[START OF SELECTION]
9.The judgment the applicant intends to appeal was delivered on 2nd March 2023 and a notice of appeal filed by the applicant on 9th March 2023. As conceded by the applicant, rule 84(1) of the Court of Appeal Rules required him to have filed the record of appeal within 60 days of filing the notice of appeal on 9th March 2023 and that should have been on or before 9th May 2023. The present application is dated 2nd June 2023. There was therefore a delay of about 22 days or thereabouts and not 8 days as deposed by the applicant.
[END OF SELECTION]
## TASK GOAL
Set down, word for word, everything in the passage on the appeal delay from "9.The judgment the" down to "by the applicant.".
[START OF RECORDS]
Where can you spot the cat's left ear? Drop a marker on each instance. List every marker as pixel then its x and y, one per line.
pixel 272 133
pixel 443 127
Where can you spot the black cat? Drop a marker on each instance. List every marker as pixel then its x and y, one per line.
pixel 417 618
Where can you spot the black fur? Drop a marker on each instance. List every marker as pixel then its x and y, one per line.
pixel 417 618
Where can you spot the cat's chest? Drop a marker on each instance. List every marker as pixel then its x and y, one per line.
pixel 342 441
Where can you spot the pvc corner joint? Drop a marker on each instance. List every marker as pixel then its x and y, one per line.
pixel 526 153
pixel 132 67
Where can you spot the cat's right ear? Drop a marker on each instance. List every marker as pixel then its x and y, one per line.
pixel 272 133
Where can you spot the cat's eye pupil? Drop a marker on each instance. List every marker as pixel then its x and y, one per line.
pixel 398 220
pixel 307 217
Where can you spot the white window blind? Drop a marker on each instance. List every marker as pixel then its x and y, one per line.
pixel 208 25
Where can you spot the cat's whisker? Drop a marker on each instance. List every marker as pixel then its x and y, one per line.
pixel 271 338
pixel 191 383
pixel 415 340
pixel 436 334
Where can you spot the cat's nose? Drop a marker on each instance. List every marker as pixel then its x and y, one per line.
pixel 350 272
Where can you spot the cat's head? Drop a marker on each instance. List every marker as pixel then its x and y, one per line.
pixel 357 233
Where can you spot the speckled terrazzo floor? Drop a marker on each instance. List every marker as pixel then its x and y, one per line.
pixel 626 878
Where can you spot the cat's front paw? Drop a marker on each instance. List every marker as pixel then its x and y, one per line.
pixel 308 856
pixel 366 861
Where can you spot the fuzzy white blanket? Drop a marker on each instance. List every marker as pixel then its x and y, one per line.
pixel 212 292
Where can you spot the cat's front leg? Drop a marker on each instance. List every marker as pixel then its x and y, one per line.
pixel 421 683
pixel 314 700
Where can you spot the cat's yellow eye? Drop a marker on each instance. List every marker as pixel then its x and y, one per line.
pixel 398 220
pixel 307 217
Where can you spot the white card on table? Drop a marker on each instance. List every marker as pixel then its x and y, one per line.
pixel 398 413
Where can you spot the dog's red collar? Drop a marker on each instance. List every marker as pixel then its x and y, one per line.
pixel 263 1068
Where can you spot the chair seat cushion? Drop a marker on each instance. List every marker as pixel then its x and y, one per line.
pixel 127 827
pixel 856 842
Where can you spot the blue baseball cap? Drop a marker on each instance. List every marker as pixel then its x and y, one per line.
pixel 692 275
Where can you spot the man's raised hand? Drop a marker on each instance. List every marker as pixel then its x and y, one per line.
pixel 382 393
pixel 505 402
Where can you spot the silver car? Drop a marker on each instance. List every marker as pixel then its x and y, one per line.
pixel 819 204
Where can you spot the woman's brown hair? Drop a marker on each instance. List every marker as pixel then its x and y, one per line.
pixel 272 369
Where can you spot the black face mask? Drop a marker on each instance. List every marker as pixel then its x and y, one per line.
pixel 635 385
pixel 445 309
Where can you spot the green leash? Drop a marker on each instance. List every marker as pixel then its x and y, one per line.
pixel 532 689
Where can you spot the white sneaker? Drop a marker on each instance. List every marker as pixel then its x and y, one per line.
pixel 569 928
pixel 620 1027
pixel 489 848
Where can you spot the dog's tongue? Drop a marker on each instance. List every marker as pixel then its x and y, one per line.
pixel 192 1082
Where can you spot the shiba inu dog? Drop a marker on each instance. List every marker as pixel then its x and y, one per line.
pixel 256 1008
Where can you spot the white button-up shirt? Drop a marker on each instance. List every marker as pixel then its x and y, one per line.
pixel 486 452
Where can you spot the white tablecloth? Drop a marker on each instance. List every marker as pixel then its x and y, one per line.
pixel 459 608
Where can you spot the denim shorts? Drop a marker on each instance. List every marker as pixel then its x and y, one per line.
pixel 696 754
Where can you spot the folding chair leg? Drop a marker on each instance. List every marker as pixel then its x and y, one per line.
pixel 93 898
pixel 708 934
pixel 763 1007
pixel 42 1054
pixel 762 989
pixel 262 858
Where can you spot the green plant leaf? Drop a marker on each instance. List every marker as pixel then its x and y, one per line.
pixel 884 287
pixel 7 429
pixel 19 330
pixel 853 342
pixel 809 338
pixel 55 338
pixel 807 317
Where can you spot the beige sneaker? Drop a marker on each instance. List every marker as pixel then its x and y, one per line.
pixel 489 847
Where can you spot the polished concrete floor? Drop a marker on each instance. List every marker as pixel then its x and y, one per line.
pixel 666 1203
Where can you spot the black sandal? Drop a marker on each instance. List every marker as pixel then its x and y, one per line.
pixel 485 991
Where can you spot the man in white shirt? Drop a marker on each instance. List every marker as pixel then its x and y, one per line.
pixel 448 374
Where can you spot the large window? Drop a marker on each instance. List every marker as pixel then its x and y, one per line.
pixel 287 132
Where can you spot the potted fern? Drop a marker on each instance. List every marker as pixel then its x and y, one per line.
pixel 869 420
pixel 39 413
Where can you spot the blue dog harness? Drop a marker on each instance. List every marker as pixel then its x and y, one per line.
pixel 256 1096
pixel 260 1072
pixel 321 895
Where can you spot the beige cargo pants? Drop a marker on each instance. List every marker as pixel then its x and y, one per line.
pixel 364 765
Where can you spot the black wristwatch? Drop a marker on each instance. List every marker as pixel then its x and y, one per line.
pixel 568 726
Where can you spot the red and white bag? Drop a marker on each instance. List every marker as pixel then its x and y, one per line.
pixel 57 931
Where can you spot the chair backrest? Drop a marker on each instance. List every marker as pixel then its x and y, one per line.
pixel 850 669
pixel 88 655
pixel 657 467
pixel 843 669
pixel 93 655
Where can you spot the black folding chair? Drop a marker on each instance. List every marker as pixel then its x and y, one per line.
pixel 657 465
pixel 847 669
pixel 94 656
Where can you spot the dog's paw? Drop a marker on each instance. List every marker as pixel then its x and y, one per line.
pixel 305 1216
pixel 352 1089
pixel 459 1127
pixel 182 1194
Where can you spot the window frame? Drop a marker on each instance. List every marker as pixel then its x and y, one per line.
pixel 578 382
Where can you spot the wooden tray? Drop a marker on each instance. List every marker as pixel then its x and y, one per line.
[END OF RECORDS]
## RESULT OF THIS TASK
9.The judgment the applicant intends to appeal was delivered on 2nd March 2023 and a notice of appeal filed by the applicant on 9th March 2023. As conceded by the applicant, rule 84(1) of the Court of Appeal Rules required him to have filed the record of appeal within 60 days of filing the notice of appeal on 9th March 2023 and that should have been on or before 9th May 2023. The present application is dated 2nd June 2023. There was therefore a delay of about 22 days or thereabouts and not 8 days as deposed by the applicant.